• DOCUMENT EXTRACT

____

I Asian teacher am a little bit bewildered by the would-be
sustainability lesson from Brajesh Panth, Chief of the ADB Education Sector
Group, titled “3 Ways Asia Can Inspire Learning Through Skills, Tech[1],”
link shared on Facebook 24 February 2020 by Shahia Salah. Although this is a 1-year
old article and problematic, its content is relevant today – we need more inspiration
and instructions for PH youth in Agriculture.
So, Secretary of Agriculture William Dar/Manong Willie has
eyes on Schools, Colleges
& Universities, SCUs, teaching the youth entrepreneurship in agriculture.
So, the SCUs must improve their education
systems like Mr Panth is talking about:
Education Systems
should focus on preparing human resources that are resilient, enduring, and
continuously trainable, anchored on a mindset of entrepreneurship,
innovativeness, creativity and sustainability.
Impressive.
But, Mr Panth, that is much too much to ask!
Mr Panth, you mention entrepreneurship,
innovativeness, creativity and sustainability in one breath as mind goals
for graduates, and I cannot swallow
that hook, line & sinker. In fishing, we have to be careful with our baits.
You’re talking essentially about education for college
students, and you want their curriculums, whatever their fields, to instill in
those heads the single mindset that equals:
A complex
being who thinks like a businessman who at the same time thinks like an artist who
at the same time thinks like an inventor who at the same time thinks like a manager
intent on sustainability!
We are in The Digital Age, a magical age, but I do not
believe that Big Minds working on Big Data can churn out a robot resembling a
graduate with such complex of thinking!
Instead, let me restate and simplify your paragraph list:
Education systems
should cultivate any of these learners’ attributes: Entrepreneurship (being business-minded),
Innovativeness (being original), Creativity (solving problems or discovering
potentials) – always on top of Sustainability of Resources.
As much as possible. To
be an entrepreneur, you need to be innovative and creative, given that whatever
you come up with must be sustainable, that is: technically feasible,
economically viable, environmentally sound, and socially acceptable. No Sir,
modern entrepreneurship is not that
simple.

____

• WHAT THIS TASK INVOLVES
Using the commentary on skills education above, answer each question on its own line, numbered 1., 2., 3.
1. Who shared the article link on Facebook, and on what date?
2. What office does William Dar hold?
3. What four conditions does the commentary list for something to count as sustainable?

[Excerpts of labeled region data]
____

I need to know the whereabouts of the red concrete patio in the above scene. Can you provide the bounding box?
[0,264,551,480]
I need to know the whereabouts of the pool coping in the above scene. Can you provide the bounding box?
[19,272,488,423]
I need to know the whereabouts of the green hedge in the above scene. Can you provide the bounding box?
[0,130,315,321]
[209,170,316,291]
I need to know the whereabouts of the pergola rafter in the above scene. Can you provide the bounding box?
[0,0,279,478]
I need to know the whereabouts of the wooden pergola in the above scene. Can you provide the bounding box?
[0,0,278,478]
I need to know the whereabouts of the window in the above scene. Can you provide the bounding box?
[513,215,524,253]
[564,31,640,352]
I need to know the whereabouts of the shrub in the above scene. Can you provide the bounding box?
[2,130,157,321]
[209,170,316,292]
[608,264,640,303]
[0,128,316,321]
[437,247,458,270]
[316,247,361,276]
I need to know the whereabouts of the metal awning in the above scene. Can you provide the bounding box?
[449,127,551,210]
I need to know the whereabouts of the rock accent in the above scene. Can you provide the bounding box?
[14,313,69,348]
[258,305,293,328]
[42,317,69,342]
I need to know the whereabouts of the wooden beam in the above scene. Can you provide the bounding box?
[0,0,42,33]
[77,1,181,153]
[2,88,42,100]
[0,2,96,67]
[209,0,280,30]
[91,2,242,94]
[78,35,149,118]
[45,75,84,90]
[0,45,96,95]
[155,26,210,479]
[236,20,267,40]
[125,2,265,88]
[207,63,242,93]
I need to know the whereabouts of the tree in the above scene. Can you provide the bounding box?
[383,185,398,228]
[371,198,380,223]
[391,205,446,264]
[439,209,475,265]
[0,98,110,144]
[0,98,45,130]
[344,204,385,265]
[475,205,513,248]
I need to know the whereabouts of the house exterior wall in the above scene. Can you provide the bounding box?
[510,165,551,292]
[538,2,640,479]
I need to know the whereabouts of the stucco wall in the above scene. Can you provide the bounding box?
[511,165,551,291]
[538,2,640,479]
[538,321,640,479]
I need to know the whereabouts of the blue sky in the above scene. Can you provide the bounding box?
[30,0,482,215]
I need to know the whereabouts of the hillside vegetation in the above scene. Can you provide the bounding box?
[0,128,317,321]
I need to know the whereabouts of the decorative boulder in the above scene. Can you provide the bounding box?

____

• WRITTEN ANSWER
1. Shahia Salah, on 24 February 2020.
2. Secretary of Agriculture.
3. Technically feasible, economically viable, environmentally sound, and socially acceptable.